Files that are generated during the build process—for example, compiled binaries, minified scripts, or templated source files—should not be tracked. These can always be regenerated by running the build again. Excluding them keeps the repository lightweight and avoids unnecessary versioning of transient data.

What to Always Add

The most important items to include in Git are those required to reproduce your results.

Source Code

All project source files should be version controlled. For a Python project, this includes .py files, Jupyter notebooks, and any supporting files such as pyproject.toml or requirements.txt.

Configuration Files

Configuration files for builds, simulations, or development tools are often overlooked but essential. Tracking these ensures that other contributors—or your future self—can reproduce results consistently and reliably.

In summary, commit everything that is essential for recreating your work, and exclude anything that can be regenerated, derived, or stored more efficiently elsewhere.

When Rules Conflict

Certain cases naturally blur the lines.

For example, while binary files are generally discouraged, images used in documentation are often acceptable. Images can convey information that is difficult to express in text and typically do not change frequently. This repository is an example of when adding PNGs and gifs is more acceptable. (It still isn’t great though…)

(Stored data entries)
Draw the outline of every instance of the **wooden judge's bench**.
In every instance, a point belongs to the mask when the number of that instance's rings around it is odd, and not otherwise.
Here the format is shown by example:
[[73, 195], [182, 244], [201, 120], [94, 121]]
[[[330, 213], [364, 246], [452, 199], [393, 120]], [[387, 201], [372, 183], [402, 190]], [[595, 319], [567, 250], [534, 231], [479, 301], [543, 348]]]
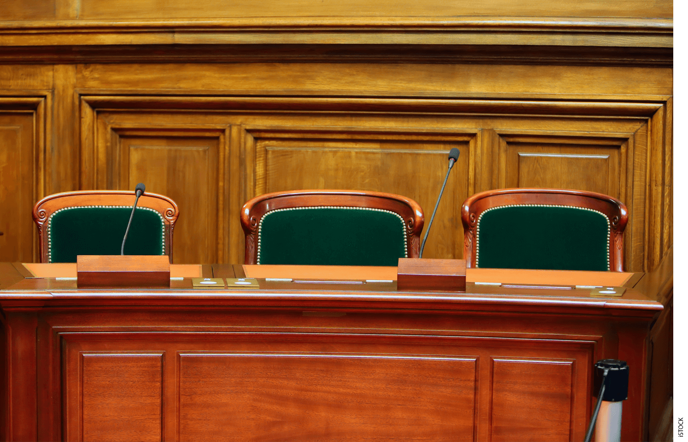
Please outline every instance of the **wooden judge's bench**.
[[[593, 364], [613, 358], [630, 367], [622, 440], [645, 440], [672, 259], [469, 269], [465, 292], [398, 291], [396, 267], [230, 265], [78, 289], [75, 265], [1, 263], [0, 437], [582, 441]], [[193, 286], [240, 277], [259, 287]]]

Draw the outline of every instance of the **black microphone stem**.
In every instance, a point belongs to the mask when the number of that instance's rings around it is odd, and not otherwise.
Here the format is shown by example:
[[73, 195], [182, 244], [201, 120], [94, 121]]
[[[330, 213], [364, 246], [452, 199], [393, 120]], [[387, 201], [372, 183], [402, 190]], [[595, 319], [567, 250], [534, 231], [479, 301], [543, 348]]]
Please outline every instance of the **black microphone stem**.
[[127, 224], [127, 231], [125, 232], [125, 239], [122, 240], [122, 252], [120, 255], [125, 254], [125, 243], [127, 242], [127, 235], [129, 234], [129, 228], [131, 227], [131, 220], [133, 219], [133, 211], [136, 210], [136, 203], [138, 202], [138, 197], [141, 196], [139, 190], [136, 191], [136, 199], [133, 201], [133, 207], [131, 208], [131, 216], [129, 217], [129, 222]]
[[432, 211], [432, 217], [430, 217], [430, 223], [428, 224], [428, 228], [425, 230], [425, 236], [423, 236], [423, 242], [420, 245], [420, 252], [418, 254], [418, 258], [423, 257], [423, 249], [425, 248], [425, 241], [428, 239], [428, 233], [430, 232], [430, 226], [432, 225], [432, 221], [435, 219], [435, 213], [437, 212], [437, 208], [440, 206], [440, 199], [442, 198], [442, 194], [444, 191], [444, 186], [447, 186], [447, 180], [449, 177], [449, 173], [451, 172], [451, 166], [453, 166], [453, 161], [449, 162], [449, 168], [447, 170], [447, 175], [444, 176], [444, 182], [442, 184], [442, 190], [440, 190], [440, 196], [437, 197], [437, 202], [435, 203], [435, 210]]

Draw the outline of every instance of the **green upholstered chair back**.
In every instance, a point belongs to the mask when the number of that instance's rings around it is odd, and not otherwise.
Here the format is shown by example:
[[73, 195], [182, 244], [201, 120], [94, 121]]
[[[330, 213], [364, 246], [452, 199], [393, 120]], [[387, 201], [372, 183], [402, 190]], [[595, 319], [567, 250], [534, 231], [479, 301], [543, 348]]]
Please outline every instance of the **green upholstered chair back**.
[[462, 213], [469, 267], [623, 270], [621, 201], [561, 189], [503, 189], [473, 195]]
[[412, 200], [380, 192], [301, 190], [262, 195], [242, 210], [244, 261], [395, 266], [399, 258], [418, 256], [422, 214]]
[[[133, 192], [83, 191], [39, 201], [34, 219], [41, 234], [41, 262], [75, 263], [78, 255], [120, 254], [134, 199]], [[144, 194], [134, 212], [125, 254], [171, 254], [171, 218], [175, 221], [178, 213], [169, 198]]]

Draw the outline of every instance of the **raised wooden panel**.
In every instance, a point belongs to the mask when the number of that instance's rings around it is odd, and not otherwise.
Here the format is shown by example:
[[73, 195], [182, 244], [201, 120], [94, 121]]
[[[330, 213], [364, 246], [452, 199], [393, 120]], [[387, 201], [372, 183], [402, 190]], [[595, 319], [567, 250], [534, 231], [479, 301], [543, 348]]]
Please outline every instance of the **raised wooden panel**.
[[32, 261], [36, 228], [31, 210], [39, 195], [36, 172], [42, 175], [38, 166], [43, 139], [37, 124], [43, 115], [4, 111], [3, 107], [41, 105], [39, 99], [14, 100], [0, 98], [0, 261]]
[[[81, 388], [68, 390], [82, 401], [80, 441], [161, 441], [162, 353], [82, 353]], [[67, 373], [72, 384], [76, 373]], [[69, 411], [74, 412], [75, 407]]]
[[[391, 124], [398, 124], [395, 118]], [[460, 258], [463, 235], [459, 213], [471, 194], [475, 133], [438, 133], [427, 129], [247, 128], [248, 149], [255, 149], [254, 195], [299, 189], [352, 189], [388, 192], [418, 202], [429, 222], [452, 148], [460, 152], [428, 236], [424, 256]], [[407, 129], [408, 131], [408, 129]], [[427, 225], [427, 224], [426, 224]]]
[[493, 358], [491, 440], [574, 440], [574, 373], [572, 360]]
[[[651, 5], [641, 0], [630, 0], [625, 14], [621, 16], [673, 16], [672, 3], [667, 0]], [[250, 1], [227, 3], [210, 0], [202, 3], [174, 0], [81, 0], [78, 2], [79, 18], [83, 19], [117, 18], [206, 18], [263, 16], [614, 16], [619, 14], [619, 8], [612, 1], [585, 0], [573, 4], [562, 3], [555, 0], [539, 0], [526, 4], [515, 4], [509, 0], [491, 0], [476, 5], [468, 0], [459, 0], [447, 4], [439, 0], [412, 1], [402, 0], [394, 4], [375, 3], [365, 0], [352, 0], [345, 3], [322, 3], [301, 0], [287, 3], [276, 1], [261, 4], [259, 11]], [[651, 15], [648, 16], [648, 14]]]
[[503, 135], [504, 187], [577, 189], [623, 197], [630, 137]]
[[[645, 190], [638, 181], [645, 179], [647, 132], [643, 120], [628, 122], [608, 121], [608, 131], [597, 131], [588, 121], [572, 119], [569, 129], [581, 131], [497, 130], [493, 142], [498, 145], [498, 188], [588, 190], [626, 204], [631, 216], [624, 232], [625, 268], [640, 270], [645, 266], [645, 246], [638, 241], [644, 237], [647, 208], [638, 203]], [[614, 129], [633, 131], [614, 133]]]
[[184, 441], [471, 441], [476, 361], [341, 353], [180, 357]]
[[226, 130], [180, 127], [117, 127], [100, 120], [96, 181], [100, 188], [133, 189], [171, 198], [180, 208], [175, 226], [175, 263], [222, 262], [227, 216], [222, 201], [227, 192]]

Questions on the material:
• 1. Rewrite the passage on tracking files in Git, starting with "Source Code" and going on through "consistently and reliably.", with "contributors" changed to "collaborators".
• 2. Extend the passage on which files belong in Git, continuing from its last sentence.
The records have no connection to the text about what to track in Git.

Results of the tasks:
• 1.
Source Code

All project source files should be version controlled. For a Python project, this includes .py files, Jupyter notebooks, and any supporting files such as pyproject.toml or requirements.txt.

Configuration Files

Configuration files for builds, simulations, or development tools are often overlooked but essential. Tracking these ensures that other collaborators—or your future self—can reproduce results consistently and reliably.

• 2.
Similarly, while large files should not normally be stored in Git, there may be situations where they are necessary for reproducibility. In these cases, it is best to use dedicated tools or external storage solutions while keeping references within the repository.

Useful Tools

.gitignore

A gitignore file specifies intentionally untracked files that Git should ignore. This can help to prevent accidentally adding files that should not be in git from being added to the git repository.

If you’re looking for language-specific templates, this repository has templates which you can download and use for your project.

gitignore demo

Pre-commit

Pre-commit is a framework for managing and maintaining multi-language pre-commit hooks. Git hook scripts are useful for identifying simple issues before submission to code review.

Version Control for Data

For more details, check out The Turing Way’s Guide on Version Control for Data

Slide on version control for data

Demos

If you’re looking for a more visual demonstration of how these git (and more) commands work, check out this fantastic visual simulator of your Git commands!.

What happens when a tracked file is edited?

Editing a tracked file

What happens when an untracked file is edited?

Editing an untracked file

Does restoring staged changes lose all the changes?

Thankfully, it doesn’t! It just removes the changes from the staging area.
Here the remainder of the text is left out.